▸ **Exercício rápido**:
Descubra em quantas linhas da listagem aparece a palavra "several". Responda só com o número.

▸ **Linhas de dados**:
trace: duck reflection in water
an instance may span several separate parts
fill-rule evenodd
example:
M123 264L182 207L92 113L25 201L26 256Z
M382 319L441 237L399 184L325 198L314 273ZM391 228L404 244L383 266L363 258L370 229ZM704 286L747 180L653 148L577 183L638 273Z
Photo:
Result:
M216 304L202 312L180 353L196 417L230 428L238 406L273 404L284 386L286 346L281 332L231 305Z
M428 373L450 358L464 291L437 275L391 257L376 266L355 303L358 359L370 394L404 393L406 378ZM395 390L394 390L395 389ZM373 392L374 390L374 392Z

▸ **Resposta ao problema**:
1